═══ RECORD SET

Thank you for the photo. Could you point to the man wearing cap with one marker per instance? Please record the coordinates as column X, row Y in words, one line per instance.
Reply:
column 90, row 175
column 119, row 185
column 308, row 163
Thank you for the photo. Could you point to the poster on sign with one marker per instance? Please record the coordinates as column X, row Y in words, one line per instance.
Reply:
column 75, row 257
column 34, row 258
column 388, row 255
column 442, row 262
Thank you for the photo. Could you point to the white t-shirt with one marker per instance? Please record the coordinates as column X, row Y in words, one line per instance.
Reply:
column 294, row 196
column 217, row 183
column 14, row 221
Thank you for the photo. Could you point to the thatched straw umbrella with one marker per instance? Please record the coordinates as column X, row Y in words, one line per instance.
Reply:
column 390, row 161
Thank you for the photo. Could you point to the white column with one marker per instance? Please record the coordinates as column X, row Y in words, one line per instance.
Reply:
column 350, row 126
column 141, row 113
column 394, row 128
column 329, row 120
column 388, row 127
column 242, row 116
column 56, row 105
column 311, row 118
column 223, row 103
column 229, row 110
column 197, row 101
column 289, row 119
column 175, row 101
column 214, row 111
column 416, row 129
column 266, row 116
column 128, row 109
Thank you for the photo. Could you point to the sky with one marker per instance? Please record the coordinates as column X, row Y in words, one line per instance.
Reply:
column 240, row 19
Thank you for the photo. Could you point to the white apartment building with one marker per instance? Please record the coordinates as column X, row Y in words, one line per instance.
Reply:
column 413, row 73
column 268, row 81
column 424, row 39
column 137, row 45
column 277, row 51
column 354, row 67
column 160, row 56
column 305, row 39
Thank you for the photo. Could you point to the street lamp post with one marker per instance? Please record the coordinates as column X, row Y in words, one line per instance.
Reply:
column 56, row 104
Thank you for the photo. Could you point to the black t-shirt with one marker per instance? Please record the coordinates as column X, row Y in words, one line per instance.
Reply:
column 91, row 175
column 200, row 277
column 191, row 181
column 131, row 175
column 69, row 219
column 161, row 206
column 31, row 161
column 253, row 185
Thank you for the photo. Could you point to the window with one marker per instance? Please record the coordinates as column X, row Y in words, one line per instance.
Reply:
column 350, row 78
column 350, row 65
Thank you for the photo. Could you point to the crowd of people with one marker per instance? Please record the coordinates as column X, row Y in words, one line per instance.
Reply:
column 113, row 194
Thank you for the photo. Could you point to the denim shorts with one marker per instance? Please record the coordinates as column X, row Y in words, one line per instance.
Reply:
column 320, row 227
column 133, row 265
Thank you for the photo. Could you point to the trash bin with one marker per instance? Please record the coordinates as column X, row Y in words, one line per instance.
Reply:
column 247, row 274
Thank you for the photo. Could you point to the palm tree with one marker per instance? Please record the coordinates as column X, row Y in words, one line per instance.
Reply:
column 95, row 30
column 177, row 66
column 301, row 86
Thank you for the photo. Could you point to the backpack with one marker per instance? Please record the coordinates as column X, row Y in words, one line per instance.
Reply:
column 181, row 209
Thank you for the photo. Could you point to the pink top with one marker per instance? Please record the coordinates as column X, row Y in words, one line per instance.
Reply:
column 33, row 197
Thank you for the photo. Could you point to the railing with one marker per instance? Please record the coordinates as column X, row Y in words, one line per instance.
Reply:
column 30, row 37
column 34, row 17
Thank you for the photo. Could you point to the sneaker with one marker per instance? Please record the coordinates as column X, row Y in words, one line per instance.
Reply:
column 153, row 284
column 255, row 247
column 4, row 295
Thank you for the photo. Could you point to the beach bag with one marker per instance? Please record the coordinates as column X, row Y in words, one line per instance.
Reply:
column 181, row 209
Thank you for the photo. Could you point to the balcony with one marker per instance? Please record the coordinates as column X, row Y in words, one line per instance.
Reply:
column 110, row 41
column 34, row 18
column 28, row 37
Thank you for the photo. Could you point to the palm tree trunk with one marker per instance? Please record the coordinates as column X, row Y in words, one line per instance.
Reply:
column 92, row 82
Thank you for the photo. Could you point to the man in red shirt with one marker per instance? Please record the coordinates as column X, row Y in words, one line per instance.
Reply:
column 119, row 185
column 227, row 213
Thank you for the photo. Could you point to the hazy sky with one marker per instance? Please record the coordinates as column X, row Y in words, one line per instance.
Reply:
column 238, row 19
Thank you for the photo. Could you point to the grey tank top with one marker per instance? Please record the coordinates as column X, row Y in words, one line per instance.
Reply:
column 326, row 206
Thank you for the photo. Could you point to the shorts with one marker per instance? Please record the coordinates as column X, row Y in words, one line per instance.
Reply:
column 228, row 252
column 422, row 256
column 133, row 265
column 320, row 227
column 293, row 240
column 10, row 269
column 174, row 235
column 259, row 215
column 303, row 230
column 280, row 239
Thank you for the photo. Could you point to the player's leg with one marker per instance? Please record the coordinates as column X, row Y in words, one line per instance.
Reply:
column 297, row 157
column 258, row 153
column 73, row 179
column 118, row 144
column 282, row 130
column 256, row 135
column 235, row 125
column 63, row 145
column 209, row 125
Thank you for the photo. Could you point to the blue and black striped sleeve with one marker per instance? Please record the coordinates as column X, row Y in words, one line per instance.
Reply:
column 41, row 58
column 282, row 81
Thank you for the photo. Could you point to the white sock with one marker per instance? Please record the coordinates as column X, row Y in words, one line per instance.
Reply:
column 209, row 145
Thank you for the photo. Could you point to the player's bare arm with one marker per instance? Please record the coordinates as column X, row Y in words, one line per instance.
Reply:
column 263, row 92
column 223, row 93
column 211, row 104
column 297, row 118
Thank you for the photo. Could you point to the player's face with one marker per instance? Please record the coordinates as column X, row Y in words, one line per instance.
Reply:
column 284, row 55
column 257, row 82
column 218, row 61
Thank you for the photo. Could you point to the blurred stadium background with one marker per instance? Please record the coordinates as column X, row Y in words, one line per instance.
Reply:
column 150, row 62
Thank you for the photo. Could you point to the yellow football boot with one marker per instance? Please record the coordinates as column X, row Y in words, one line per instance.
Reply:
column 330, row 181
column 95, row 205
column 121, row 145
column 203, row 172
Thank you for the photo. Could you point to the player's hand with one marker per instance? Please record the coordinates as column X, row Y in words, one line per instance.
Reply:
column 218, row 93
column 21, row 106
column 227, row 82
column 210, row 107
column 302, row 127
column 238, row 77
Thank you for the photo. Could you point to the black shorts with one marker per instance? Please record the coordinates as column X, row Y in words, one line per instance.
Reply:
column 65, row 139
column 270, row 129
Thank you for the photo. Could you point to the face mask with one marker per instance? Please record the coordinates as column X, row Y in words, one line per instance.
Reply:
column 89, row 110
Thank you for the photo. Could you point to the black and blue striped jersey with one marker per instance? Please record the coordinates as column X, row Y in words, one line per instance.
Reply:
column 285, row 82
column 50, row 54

══════
═══ RECORD SET

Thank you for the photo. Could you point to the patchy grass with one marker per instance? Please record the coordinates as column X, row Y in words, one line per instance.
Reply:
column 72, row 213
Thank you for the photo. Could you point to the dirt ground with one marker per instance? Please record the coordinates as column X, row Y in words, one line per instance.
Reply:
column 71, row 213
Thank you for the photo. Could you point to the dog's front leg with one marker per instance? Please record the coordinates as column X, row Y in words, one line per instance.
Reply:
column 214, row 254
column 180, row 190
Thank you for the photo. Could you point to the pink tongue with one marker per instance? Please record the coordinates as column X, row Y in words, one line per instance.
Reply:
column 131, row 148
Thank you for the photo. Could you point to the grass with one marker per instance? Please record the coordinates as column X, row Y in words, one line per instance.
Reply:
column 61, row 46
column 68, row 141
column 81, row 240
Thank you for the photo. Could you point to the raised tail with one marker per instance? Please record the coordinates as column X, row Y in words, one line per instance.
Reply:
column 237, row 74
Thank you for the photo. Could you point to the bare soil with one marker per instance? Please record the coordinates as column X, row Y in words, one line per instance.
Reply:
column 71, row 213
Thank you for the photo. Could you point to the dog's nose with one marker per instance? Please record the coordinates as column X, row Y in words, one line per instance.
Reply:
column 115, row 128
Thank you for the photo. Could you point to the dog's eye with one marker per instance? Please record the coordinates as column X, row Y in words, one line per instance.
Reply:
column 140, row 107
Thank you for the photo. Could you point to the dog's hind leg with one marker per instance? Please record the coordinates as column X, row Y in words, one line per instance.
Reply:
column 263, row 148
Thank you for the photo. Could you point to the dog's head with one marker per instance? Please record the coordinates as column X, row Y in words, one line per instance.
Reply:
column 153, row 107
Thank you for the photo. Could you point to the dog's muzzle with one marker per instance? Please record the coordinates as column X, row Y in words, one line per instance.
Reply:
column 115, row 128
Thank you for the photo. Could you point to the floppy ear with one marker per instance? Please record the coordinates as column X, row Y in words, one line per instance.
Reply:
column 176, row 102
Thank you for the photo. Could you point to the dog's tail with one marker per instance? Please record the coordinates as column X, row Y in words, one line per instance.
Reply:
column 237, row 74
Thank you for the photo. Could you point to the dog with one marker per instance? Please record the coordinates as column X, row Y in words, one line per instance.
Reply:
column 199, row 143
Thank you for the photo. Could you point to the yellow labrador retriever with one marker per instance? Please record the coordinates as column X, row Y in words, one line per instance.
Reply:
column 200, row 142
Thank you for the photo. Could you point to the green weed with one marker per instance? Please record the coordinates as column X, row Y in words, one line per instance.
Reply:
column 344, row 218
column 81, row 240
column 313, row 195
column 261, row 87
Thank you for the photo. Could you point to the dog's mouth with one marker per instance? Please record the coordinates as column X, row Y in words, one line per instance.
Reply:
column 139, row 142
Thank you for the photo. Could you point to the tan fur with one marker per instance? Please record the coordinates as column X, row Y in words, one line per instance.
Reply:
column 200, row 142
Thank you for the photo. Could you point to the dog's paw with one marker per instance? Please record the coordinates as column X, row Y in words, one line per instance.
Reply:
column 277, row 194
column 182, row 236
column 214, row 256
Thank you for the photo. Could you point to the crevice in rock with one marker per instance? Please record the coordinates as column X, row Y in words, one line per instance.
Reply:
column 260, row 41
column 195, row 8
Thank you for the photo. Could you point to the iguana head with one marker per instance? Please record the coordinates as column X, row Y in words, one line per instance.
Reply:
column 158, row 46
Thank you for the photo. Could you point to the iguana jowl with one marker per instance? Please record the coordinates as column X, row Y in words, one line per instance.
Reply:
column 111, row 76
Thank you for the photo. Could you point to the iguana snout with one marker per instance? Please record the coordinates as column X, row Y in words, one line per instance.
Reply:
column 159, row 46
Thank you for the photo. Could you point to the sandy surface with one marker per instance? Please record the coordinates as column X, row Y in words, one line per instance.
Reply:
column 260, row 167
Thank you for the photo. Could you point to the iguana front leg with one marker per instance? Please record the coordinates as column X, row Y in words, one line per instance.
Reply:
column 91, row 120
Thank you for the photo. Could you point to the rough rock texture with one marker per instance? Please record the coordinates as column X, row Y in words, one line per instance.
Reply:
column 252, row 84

══════

◆ **HOW TO COMPLETE THIS TASK**:
Go through the data and copy every line that includes "shirt".

◆ **TASK SOLUTION**:
Thank you for the photo. Could you point to the white t-shirt with one marker per instance? Please record the coordinates as column X, row Y in words, one line per instance.
Thank you for the photo. Could you point to the black t-shirt with one marker per instance? Please record the coordinates as column X, row Y in words, one line per instance.
Thank you for the photo. Could you point to the man in red shirt with one marker per instance? Please record the coordinates as column X, row Y in words, one line per instance.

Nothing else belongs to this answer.